» **Problem description**
Repeat the lines of the listing below exactly, starting at the line that contains "Identify every instance of the woman in" and running through the last line, both included, and only those.

Object location annotation data:
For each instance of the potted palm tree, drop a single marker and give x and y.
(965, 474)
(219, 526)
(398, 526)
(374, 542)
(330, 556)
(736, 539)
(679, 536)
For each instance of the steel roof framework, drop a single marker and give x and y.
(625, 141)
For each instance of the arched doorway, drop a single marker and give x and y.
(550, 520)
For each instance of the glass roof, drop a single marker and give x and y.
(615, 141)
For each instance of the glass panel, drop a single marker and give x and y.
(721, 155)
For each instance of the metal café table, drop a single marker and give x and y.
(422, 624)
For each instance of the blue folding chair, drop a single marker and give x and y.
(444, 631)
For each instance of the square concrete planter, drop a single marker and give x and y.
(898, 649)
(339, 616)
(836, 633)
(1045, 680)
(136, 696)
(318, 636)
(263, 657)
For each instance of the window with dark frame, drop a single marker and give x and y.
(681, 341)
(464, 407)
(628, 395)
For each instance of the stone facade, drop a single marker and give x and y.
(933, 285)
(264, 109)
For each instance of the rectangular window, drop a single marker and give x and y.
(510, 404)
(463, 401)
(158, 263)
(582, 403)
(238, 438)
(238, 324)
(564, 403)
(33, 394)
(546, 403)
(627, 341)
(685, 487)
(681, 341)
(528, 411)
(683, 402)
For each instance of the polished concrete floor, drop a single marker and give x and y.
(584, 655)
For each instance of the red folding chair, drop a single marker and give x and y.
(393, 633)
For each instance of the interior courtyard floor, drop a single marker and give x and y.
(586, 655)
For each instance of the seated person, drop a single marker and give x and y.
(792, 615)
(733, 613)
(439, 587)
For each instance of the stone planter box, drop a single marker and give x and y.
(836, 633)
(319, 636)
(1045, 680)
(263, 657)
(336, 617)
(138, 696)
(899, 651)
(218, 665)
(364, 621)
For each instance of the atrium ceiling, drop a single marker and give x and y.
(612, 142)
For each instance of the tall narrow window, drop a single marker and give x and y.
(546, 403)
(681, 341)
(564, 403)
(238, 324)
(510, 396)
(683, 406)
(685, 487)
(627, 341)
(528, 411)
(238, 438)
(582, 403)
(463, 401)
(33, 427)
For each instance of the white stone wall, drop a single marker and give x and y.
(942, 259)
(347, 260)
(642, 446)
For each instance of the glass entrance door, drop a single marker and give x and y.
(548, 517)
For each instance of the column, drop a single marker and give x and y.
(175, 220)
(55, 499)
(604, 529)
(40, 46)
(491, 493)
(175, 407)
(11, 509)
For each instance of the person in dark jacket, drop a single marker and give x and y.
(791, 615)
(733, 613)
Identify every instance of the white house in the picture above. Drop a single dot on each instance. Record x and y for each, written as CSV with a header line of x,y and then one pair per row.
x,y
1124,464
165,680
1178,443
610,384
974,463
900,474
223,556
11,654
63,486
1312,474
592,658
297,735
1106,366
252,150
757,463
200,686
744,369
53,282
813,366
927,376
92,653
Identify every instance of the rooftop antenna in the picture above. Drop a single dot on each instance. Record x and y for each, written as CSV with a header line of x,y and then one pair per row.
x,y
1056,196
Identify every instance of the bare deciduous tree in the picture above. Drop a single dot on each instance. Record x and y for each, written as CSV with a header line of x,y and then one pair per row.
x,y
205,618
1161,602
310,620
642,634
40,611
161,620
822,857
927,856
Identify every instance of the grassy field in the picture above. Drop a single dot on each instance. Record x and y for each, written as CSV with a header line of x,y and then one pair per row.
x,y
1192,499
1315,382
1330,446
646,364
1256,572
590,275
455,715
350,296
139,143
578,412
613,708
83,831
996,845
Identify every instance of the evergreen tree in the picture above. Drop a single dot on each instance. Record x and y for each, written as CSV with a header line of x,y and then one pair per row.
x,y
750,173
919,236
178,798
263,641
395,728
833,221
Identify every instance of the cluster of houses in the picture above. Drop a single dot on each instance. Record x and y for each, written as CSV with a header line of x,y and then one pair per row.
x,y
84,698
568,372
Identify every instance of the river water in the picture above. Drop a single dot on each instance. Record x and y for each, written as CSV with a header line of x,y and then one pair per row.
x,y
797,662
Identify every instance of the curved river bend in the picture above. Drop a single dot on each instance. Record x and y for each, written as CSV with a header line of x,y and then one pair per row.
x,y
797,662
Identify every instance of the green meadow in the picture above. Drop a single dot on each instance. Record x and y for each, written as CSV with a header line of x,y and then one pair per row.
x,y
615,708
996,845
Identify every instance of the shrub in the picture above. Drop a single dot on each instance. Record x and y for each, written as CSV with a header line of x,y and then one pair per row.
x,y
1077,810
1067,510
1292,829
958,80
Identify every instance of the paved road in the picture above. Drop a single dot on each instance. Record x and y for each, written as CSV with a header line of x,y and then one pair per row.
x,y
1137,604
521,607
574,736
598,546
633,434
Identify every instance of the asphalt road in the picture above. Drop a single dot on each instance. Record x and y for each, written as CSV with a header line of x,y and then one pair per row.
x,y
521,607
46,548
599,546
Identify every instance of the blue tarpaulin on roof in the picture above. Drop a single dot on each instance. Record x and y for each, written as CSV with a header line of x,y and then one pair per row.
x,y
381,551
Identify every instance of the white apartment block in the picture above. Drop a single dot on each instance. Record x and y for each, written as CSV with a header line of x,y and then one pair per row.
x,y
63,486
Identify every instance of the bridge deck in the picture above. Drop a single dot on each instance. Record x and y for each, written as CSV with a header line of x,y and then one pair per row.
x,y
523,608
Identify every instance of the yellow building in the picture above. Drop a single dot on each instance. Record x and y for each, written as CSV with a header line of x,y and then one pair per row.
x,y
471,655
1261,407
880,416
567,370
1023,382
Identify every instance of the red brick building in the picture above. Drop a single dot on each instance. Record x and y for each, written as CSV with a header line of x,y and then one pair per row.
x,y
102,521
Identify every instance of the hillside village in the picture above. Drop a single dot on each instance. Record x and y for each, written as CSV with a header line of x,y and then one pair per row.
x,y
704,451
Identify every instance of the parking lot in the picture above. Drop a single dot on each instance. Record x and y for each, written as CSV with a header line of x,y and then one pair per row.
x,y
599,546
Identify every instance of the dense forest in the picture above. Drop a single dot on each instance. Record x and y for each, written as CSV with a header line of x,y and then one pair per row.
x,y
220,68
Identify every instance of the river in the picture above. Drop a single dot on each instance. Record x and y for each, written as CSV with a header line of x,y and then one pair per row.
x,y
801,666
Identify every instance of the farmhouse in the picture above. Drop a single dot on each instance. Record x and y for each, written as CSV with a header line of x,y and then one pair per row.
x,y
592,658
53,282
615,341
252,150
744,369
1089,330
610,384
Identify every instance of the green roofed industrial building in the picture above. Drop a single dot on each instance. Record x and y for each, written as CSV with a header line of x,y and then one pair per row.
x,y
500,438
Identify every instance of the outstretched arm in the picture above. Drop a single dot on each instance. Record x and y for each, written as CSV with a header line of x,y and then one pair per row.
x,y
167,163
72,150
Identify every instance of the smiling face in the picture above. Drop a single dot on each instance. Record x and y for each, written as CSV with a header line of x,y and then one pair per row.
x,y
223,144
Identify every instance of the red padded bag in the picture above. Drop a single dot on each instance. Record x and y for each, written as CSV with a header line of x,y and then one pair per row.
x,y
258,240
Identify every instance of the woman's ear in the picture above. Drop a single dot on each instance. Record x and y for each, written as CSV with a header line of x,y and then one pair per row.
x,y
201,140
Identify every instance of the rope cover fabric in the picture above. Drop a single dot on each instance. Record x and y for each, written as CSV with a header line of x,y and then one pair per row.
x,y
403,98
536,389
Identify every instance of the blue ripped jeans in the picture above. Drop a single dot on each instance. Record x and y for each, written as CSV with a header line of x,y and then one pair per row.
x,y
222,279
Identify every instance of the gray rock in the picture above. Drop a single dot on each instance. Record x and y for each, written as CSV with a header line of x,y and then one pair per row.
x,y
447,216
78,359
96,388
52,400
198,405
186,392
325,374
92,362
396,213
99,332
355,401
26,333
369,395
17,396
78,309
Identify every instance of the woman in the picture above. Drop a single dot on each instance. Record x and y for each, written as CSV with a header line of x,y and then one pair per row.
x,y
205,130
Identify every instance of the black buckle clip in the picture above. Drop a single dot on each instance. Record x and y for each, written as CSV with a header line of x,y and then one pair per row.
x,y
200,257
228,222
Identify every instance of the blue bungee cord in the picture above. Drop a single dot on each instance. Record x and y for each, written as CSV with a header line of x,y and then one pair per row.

» **Task output**
Identify every instance of the woman in the picture above. Drop a single dot on each instance. Record x and y for each, written as CSV with a header line of x,y and then one pair per row.
x,y
205,130
Identify every instance of the black buckle clip in the picture above. Drop a single dot on each instance. Record x and y for each, written as CSV with a header line of x,y and then one pair per row.
x,y
200,257
228,222
Identify every instance of the blue bungee cord in the picture above. Drop a single dot on each instance. Record x and y for each, written as CSV with a header line of x,y and then one pair per row.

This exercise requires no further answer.